### Page text
Classes


FALL SEMESTERS

Prokaryotic Molecular Genetics: BIOL5260 / BIOL6260

  • Prerequisites:  BIOL3000 (Genetics), BIOL3200 (General Microbiology), *BCHE5180 (Biochemistry - recommended)
  • Course Objectives:
    • I developed this course as an introductory bacterial genetics class designed to teach students both the classical and molecular approaches to study bacterial genetics.  Some of the materials covered include genes and genetic elements, gene organizations, mechanisms of gene regulation, transposable elements and insertion sequences, mutations and mutant analysis, recombination, plasmids, phages and various techniques used for genetic analyses of a prokaryotic organism.  Upon completion of the course, students should have basic understanding at the molecular level of the various factors that affect the biology, adaptation and evolution of prokaryotic organisms, and a broad range of technical approaches to perform genetic analyses. Scientific education involves active discussions and thus I encourage all students to be active in questions and class discussions to enhance critical thinking.  


Undergraduate Seminar in Microbiology: BIOL4950

  • Course Objectives:
    • I developed this course to teach students to dissect and understand the primary literature. In this course, students are taught how to give professional scientific presentations, lead discussions, and to question and dissect every piece of data in the primary literature. Many of the classes I took at both the University of Chicago and the University of Wisconsin were based on small discussion classes (what many are now calling “flipped classroom”) and I believe this is one of the most effective methods of teaching students to solve problems.


SPRING SEMESTERS

Microbial Physiology: BIOL5210 / BIOL6210

  • Prerequisites:  BIOL3200 (General Microbiology), CHEM2080 (Organic Chemistry), *BCHE5180 (Biochemistry - recommended)
######
### Data excerpts
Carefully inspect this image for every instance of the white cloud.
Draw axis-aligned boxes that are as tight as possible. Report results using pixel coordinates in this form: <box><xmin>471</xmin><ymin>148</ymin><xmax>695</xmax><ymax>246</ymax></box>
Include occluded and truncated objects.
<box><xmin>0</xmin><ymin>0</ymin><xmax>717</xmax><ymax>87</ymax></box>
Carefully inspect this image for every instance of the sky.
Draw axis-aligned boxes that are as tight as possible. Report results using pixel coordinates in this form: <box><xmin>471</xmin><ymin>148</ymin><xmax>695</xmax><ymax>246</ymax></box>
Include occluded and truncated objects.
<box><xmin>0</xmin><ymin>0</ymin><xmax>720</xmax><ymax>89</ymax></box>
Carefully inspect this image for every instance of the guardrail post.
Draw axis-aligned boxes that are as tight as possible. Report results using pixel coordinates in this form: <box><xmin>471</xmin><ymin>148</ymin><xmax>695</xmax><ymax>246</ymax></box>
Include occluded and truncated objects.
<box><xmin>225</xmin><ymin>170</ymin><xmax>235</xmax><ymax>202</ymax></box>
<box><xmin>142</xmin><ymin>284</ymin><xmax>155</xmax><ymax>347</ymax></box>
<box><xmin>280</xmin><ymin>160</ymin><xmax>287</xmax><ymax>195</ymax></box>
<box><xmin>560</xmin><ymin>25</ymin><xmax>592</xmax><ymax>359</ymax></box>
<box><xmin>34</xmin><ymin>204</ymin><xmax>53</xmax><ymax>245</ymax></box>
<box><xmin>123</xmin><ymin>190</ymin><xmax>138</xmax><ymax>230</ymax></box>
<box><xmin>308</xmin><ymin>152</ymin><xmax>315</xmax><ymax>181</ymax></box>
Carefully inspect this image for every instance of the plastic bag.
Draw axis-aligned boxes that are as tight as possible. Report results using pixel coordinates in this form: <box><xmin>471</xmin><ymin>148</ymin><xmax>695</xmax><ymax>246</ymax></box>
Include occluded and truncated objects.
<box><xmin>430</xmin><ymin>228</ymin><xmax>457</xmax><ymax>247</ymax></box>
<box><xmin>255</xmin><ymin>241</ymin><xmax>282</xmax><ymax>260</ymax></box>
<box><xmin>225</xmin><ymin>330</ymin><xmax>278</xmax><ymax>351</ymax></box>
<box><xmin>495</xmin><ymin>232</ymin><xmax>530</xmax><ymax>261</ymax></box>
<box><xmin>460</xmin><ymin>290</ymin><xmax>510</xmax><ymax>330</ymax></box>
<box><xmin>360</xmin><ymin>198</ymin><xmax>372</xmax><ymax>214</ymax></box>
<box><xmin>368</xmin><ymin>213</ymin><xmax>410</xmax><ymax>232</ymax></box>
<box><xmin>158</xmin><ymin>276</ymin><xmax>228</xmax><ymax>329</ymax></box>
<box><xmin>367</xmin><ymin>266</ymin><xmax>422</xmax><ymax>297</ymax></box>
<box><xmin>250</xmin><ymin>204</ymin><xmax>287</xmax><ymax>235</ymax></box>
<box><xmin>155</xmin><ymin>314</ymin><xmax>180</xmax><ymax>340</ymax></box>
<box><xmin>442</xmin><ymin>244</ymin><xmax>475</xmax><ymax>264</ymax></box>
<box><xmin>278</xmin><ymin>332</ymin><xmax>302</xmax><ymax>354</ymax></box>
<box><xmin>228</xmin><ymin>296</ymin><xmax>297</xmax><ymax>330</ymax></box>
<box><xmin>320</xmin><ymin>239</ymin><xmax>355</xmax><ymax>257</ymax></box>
######
> _What to do_
According to the course page, which universities did the instructor take many small discussion classes at? The data has nothing to do with the page text.

> _Reply to the exercise_
The University of Chicago and the University of Wisconsin.